■ Ziel der Übung ■
Beantworte anhand des Textes über die fünfte Staffel von „Community“ unten diese Fragen:
1. Wer ist dort als Showrunner genannt?
2. Für wie viele Episoden kommt Brie Larson hinzu?
3. Welche Figuren haben aufgestockte Auftritte?

■ Extrahierter Text ■
§

Dienstag, 19. Januar 2016

"Community" [US '14 | Season 5]

Ich hätte nicht gedacht, dass ich nochmal derart in die Serie finden würde. Showrunner Dan Harmon fällt eine ganze Reihe kluger Entscheidungen: Das fängt schon beim Verzicht an, die unersetzlichen Weggänge Glover und Chase kompensieren zu wollen. Mit ihnen sterben auch ihre Figuren und Figurentypen - das ist konsequent und macht den Abschied auf lange Sicht leichter. Zudem kehren mit dem wunderbaren Jonathan Banks (für länger) und Brie Larson (für 2 Episoden) neue, sympathische Gesichter in den breiten Figurenpool von Greendale ein und Shirley, die im Ensemble immer etwas abseits und funktionslos agierte, als gelegentlicher Gegenspielerin ein anderes Gesicht zu verleihen, erweist sich als sinnvoller Schritt, weil er neue Räume erschließt und eine Figur der ersten Stunde ein Stück weit neu erfindet. Sogar Liebling Abed darf sich wie Jeff in entscheidenden Nuancen weiterentwickeln, während die aufgestockten Auftritte von Figuren wie Duncan, dem Dean oder Chang zu Recht deren großer Beliebtheit Rechnung tragen. Der Abschied von großen, übergreifenden Subplots ermöglicht es darüber hinaus, "Community" nun vollkommen befreit als Detail-versessene Gimmick-Serie für den Feierabend genießen zu können. Nicht mehr, aber auch kein Stück weniger.

§

Auszüge aus einem Datensatz zur Ortsannotation:
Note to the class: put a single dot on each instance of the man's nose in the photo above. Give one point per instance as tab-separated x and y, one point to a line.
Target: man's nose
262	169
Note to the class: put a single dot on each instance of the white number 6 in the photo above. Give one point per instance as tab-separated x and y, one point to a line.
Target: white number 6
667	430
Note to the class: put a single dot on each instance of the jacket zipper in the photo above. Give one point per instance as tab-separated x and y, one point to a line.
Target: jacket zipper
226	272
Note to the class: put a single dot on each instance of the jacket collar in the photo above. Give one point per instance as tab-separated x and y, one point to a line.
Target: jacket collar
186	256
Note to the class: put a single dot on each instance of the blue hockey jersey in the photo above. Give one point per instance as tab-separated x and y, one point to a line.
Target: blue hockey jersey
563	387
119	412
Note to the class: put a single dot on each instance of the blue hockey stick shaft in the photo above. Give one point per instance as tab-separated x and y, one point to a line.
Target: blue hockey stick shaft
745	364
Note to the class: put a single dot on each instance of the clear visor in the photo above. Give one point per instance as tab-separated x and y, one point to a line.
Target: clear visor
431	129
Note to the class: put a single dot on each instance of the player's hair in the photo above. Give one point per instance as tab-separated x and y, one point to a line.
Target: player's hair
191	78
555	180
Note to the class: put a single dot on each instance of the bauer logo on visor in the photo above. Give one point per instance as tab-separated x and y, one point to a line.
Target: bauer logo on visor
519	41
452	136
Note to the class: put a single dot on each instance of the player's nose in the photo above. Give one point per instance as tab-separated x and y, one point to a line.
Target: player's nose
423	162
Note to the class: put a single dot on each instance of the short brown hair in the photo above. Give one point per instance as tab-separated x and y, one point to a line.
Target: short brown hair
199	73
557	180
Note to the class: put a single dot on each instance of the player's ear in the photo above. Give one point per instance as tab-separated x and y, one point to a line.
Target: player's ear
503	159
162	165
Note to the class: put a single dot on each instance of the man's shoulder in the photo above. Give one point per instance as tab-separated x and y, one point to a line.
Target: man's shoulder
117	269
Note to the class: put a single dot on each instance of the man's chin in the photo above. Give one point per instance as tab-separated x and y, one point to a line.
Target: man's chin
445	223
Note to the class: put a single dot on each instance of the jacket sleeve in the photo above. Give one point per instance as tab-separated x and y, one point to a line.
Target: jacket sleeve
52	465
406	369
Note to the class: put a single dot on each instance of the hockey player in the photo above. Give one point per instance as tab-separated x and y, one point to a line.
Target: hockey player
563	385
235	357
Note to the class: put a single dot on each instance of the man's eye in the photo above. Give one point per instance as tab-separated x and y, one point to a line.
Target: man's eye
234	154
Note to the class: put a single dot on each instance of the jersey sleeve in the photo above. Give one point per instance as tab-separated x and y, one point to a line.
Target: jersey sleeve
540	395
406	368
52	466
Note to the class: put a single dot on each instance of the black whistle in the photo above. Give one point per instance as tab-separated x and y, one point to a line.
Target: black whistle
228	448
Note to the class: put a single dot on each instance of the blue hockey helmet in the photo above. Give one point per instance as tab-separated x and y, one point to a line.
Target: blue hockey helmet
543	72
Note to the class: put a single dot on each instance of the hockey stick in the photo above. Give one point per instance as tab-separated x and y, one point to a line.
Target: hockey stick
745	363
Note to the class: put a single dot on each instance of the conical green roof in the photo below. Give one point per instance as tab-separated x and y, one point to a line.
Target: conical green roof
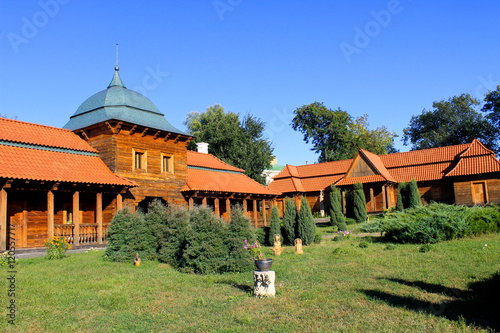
122	104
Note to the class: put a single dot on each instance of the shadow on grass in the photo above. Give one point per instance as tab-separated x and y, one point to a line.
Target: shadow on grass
478	305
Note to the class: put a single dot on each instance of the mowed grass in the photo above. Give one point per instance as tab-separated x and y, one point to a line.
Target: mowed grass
325	290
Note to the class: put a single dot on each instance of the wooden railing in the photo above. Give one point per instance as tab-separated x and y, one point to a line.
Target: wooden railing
88	233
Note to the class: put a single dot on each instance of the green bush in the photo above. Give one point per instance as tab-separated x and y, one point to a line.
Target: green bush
289	222
275	227
129	234
306	227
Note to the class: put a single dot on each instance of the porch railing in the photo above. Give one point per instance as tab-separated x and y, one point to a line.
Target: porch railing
88	233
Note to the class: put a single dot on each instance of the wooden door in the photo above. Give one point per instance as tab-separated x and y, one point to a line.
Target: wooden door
18	230
479	193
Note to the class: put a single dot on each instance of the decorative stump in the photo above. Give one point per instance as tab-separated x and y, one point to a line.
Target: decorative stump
263	284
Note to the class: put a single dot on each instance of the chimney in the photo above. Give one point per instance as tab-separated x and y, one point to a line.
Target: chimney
202	147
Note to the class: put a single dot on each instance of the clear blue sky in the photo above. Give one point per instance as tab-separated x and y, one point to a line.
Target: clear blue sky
388	59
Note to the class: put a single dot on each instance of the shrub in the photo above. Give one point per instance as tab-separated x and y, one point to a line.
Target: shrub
359	203
413	195
306	227
335	206
275	227
56	247
289	222
129	234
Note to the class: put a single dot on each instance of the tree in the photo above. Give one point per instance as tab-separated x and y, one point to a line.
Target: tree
492	105
239	143
275	228
336	136
289	221
451	122
359	203
306	227
335	205
413	195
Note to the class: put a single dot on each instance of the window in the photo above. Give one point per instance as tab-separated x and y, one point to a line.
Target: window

§

■ Antwort ■
1. Dan Harmon
2. Für 2 Episoden
3. Duncan, der Dean und Chang